+++ SOURCE EXTRACT
Most patients were on first-line medication, and those on second-line medication were more likely to develop a psychiatric comorbidity. This might lend credence to the antiretroviral toxicity theory.23

Duration on highly active anti retro-viral therapy (HAART) was related to depression and just five (1.5%) of the patients were in stage three or four despite having been on medication for more than 10 years, testament to the effectiveness of antiretrovirals. Human immunodeficiency virus stage was unrelated to psychiatric disorders screened for but was related to having suicide ideation which could be due to the chronicity of the illness.

Strengths of the study

Apart from contributing to the body of literature on psychiatric morbidity, one of the advantages of this study was that it was able to identify patients who had previously unrecognised mental illness, as well as showing that social phobia and its attendant avoidance behaviour is still prevalent. This is in addition to showing the importance of adherence to antiretrovirals in the prevention of psychiatric morbidity. Finally, this study underscores the need for integrating mental healthcare into HIV treatment and prevention services.
++++++
> **QUESTIONS**
1. According to the study excerpt, how many patients were in stage three or four?
2. Output a verbatim copy of the study excerpt, beginning at the words "Apart from contributing" and stopping after "and prevention services.".
The material after this point was taken from a different source.
+++ EXTRACTED DATA
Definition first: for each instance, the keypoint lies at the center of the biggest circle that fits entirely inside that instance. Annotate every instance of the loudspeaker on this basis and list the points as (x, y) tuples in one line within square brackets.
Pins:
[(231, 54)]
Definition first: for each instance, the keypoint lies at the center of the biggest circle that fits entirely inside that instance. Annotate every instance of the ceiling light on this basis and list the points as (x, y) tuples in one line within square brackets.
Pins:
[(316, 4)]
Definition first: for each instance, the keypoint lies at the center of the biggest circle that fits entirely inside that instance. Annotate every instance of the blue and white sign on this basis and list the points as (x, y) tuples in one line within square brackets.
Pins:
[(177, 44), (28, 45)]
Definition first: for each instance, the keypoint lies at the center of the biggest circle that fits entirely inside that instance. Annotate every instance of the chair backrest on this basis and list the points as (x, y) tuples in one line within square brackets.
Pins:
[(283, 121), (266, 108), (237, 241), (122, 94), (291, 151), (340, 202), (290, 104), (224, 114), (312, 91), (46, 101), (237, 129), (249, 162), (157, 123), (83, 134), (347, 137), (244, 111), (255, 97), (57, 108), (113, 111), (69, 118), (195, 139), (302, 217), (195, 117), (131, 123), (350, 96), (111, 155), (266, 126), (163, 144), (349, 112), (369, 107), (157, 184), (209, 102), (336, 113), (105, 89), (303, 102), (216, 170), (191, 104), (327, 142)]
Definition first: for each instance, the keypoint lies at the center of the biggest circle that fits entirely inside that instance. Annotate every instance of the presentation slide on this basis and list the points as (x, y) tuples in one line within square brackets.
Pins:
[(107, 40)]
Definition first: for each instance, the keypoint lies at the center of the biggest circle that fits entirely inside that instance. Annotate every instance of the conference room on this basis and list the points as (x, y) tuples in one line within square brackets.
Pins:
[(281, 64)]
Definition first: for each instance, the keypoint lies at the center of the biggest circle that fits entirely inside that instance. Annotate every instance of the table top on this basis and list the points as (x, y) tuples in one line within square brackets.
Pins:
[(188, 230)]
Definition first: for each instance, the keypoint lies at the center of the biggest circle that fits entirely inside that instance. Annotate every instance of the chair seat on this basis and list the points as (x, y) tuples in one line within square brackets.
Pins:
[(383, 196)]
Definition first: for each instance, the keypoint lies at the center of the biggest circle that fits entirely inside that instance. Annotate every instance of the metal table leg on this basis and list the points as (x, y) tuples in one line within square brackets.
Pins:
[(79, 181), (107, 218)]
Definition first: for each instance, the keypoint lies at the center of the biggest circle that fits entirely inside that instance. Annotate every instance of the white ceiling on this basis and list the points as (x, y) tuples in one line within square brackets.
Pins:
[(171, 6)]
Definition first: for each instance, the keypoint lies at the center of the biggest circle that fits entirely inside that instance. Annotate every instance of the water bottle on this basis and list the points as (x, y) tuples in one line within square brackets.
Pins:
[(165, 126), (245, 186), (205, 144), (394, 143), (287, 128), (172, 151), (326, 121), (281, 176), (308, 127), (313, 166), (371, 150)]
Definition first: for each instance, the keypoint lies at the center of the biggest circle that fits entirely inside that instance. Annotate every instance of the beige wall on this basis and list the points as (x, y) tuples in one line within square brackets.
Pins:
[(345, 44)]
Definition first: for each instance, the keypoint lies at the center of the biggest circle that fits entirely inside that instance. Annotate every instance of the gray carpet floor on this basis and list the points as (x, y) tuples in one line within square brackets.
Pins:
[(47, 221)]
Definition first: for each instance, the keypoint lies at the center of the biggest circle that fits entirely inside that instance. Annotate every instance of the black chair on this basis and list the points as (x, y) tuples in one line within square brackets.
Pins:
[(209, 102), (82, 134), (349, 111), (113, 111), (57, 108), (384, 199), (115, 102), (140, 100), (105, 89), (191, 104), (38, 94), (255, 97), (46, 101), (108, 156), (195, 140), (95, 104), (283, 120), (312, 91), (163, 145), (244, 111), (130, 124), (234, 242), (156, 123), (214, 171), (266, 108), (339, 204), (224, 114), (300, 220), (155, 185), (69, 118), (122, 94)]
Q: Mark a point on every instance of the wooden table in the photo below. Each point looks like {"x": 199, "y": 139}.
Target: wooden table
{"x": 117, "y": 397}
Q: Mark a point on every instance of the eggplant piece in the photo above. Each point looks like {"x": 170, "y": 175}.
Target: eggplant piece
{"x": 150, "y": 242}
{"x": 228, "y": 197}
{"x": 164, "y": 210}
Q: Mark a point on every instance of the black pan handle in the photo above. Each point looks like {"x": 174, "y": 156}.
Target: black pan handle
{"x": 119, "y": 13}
++++++
> **RESULTS FOR EACH TASK**
1. Five (1.5%) of the patients.

2.
Apart from contributing to the body of literature on psychiatric morbidity, one of the advantages of this study was that it was able to identify patients who had previously unrecognised mental illness, as well as showing that social phobia and its attendant avoidance behaviour is still prevalent. This is in addition to showing the importance of adherence to antiretrovirals in the prevention of psychiatric morbidity. Finally, this study underscores the need for integrating mental healthcare into HIV treatment and prevention services.